Work to complete
Retype all data exactly as given. Pictures should not be retyped.

[Entries taken from a collection]
* * * * * * * * *
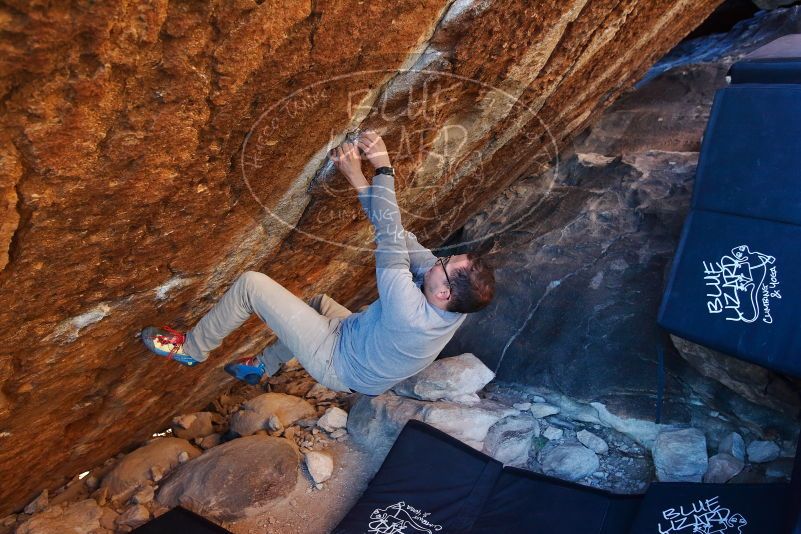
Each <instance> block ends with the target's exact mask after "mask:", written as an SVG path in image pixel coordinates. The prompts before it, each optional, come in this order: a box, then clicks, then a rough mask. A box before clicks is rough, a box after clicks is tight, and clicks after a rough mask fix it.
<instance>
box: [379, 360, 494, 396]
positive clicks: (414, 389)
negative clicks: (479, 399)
mask: <svg viewBox="0 0 801 534" xmlns="http://www.w3.org/2000/svg"><path fill="white" fill-rule="evenodd" d="M493 378H495V373H493V372H492V371H490V370H489V369H488V368H487V366H486V365H484V364H483V363H482V362H481V360H479V359H478V358H476V357H475V355H473V354H461V355H459V356H453V357H451V358H442V359H439V360H436V361H434V362H433V363H432V364H431V365H429V366H428V367H426V368H425V369H423V370H422V371H420V372H419V373H417V374H416V375H414V376H412V377H409V378H407V379H406V380H404V381H403V382H401V383H400V384H396V385H395V386H394V387H393V388H392V391H394V392H395V393H397V394H398V395H403V396H406V397H411V398H414V399H420V400H441V399H445V400H451V401H456V402H460V401H464V400H465V399H469V401H468V402H467V404H473V403H475V402H478V400H479V399H478V396H477V395H475V393H476V392H478V391H480V390H481V389H482V388H483V387H484V386H486V385H487V384H488V383H489V381H490V380H492V379H493Z"/></svg>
* * * * * * * * *
Result for this task
Each <instance> block ends with the target's exact mask after "mask:", written as an SVG path in image pixel coordinates. The prompts before it, each optional, come in this order: a box, then clicks, then a rough mask. A box before clicks is rough, a box after clicks is tight, and clicks after a rough mask fix it.
<instance>
box: [379, 360, 494, 396]
positive clicks: (414, 389)
negative clicks: (479, 399)
mask: <svg viewBox="0 0 801 534" xmlns="http://www.w3.org/2000/svg"><path fill="white" fill-rule="evenodd" d="M493 378H495V373H493V372H492V371H490V370H489V369H488V368H487V366H486V365H484V364H483V363H482V362H481V360H479V359H478V358H476V357H475V355H473V354H461V355H459V356H453V357H451V358H442V359H439V360H436V361H434V362H433V363H432V364H431V365H429V366H428V367H426V368H425V369H423V370H422V371H420V372H419V373H417V374H416V375H414V376H412V377H409V378H407V379H406V380H404V381H403V382H401V383H400V384H396V385H395V386H394V387H393V388H392V391H394V392H395V393H397V394H398V395H403V396H406V397H411V398H414V399H420V400H441V399H445V400H451V401H456V402H460V401H464V400H465V399H469V401H468V402H467V404H473V403H475V402H478V400H479V399H478V396H477V395H475V393H476V392H478V391H480V390H481V389H482V388H483V387H484V386H486V385H487V384H488V383H489V381H490V380H492V379H493Z"/></svg>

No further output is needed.